● **WHAT YOU SHOULD DO**
Starting at the line that contains "Objective — set a marker on each instance of the cushion" and running through the end of the items, switch "white desk" to "glass desk". Give only those lines again, with nothing else changed.

● **INPUT DATA**

□ □ □ □ □

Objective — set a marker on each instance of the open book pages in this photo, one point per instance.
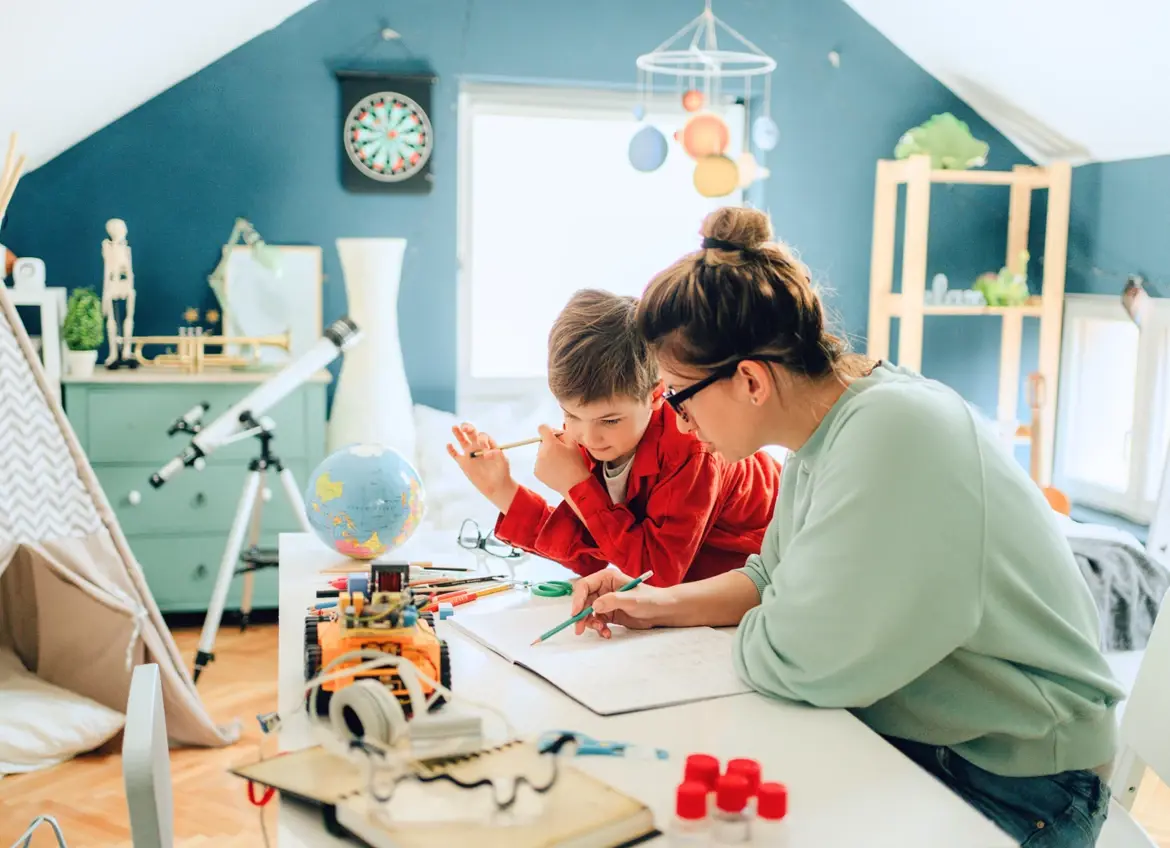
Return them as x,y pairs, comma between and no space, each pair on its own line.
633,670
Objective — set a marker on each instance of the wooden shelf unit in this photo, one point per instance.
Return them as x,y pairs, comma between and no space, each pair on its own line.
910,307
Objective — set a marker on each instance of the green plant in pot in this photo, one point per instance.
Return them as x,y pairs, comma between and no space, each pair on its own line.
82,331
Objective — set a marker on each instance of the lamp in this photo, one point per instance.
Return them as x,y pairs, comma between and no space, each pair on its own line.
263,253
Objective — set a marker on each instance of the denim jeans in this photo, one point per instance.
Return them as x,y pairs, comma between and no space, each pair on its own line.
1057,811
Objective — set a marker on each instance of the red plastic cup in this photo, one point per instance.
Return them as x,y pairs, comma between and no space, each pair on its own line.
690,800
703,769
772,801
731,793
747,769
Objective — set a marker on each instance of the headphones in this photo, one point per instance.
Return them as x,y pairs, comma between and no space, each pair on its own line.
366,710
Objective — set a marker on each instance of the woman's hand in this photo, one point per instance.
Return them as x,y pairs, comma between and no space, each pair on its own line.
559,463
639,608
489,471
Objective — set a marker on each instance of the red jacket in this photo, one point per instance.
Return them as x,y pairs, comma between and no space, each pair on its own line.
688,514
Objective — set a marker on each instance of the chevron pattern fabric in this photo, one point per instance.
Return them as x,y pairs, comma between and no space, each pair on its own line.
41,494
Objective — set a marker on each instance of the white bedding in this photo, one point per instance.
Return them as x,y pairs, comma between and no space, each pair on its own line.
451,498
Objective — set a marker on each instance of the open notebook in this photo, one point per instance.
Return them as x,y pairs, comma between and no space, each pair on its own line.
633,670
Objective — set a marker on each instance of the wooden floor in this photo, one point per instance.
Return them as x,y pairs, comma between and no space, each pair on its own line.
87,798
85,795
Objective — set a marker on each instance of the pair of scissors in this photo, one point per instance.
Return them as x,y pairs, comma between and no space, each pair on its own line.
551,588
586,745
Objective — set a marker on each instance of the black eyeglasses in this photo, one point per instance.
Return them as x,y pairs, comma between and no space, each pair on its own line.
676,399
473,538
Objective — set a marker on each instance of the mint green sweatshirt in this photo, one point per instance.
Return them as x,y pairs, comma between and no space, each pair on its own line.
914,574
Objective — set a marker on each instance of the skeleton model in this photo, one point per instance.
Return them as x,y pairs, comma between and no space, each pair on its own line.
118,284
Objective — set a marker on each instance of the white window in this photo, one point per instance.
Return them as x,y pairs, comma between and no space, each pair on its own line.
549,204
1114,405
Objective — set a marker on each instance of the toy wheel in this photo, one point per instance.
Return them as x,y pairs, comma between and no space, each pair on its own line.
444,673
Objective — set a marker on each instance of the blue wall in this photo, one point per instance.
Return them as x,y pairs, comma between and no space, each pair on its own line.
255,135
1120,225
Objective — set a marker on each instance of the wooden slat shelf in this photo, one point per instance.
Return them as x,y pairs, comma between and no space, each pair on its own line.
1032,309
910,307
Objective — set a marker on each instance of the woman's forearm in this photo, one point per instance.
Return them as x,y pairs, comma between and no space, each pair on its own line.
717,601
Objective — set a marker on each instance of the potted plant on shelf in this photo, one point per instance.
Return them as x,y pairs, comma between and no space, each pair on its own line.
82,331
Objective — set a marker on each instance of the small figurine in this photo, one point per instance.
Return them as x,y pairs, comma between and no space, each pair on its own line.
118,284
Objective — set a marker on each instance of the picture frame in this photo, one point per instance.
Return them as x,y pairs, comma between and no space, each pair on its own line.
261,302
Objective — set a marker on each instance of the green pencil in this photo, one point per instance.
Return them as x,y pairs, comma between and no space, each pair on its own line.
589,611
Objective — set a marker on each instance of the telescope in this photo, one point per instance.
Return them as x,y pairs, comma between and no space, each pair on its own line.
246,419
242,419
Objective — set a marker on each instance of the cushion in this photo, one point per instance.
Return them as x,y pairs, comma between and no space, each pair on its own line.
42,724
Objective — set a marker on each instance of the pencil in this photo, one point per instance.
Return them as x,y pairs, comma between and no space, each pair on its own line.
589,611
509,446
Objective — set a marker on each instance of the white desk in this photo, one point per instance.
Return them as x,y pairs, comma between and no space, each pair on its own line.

□ □ □ □ □

● **OUTPUT FOR THIS EXERCISE**
Objective — set a marker on each instance of the cushion in this photo, one point per instance.
Return them as x,y pairs, comma between and no space, each pair on its own line.
42,724
Objective — set a marker on each instance of the pencil in this photo, one point per instance.
Return them as x,y pairs, comma between and no space, each pair on its own line.
589,611
509,446
Objective — set a marker on each instance of the glass desk in this photo, one point per instance.
Return them as x,y pairs, comma between and no space, each pair on its own line.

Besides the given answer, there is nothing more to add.